#### Ziel
Schreibe alle Zeilen der folgenden Datensätze als nummerierte Liste um und lass dabei die Leerzeilen und die Bilder weg.

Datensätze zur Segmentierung
###

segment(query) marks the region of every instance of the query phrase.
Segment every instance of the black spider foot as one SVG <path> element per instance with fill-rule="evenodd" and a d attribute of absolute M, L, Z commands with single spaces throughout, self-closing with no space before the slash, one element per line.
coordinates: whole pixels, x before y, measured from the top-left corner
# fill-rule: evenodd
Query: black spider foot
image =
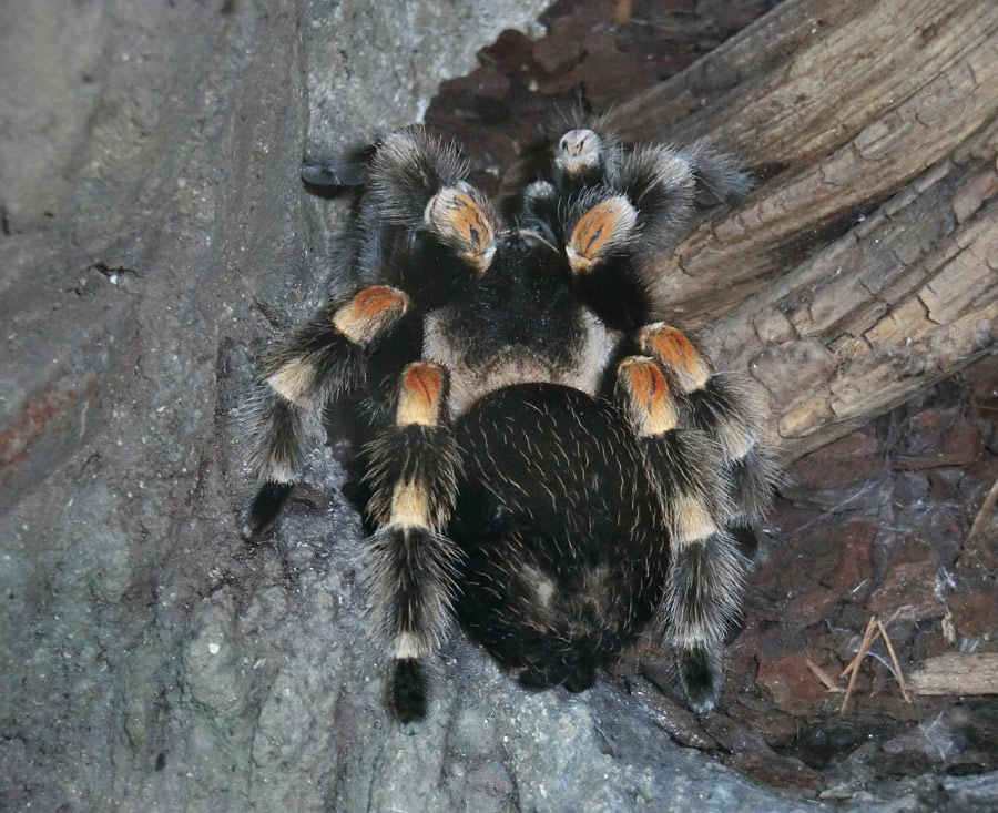
<path fill-rule="evenodd" d="M 388 698 L 401 723 L 426 718 L 426 672 L 415 658 L 396 658 L 388 683 Z"/>
<path fill-rule="evenodd" d="M 287 502 L 293 488 L 294 484 L 292 482 L 274 482 L 273 480 L 268 480 L 261 487 L 240 518 L 240 533 L 243 539 L 247 542 L 259 539 L 261 535 L 277 519 L 277 515 Z"/>

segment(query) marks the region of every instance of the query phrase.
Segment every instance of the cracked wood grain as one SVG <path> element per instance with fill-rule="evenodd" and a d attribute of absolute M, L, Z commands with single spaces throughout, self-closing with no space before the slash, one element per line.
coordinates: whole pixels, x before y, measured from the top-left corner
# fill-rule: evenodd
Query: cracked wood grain
<path fill-rule="evenodd" d="M 994 0 L 784 3 L 613 113 L 628 139 L 723 135 L 761 177 L 659 271 L 787 455 L 996 347 L 996 122 Z"/>

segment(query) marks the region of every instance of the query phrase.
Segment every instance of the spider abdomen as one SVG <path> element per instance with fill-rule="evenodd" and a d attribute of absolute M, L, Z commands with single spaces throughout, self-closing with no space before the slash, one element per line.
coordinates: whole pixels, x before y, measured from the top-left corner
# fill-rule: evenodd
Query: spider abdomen
<path fill-rule="evenodd" d="M 668 526 L 633 436 L 607 403 L 550 384 L 490 394 L 456 433 L 461 622 L 525 685 L 588 688 L 665 583 Z"/>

###

#### Richtige Antwort
1. segment(query) marks the region of every instance of the query phrase.
2. Segment every instance of the black spider foot as one SVG <path> element per instance with fill-rule="evenodd" and a d attribute of absolute M, L, Z commands with single spaces throughout, self-closing with no space before the slash, one element per line.
3. coordinates: whole pixels, x before y, measured from the top-left corner
4. # fill-rule: evenodd
5. Query: black spider foot
6. image =
7. <path fill-rule="evenodd" d="M 388 698 L 401 723 L 426 718 L 426 672 L 415 658 L 396 658 L 388 683 Z"/>
8. <path fill-rule="evenodd" d="M 287 502 L 293 488 L 294 484 L 292 482 L 274 482 L 273 480 L 268 480 L 261 487 L 240 518 L 240 533 L 243 539 L 247 542 L 259 539 L 261 535 L 277 519 L 277 515 Z"/>
9. segment(query) marks the region of every instance of the query phrase.
10. Segment every instance of the cracked wood grain as one SVG <path> element per instance with fill-rule="evenodd" and a d attribute of absolute M, L, Z commands with single spaces throughout, self-closing with no space before the slash, one element per line.
11. coordinates: whole pixels, x before y, measured from the top-left corner
12. # fill-rule: evenodd
13. Query: cracked wood grain
14. <path fill-rule="evenodd" d="M 994 0 L 784 3 L 613 113 L 628 139 L 723 135 L 761 177 L 659 271 L 787 455 L 996 347 L 996 122 Z"/>
15. segment(query) marks the region of every instance of the query phrase.
16. Segment every instance of the spider abdomen as one SVG <path> element per instance with fill-rule="evenodd" and a d attribute of absolute M, L, Z commands with single spaces throughout, self-closing with no space before the slash, one element per line.
17. coordinates: whole pixels, x before y, measured from the top-left corner
18. # fill-rule: evenodd
19. Query: spider abdomen
20. <path fill-rule="evenodd" d="M 668 526 L 633 436 L 607 403 L 550 384 L 490 394 L 456 433 L 461 622 L 525 685 L 588 688 L 665 583 Z"/>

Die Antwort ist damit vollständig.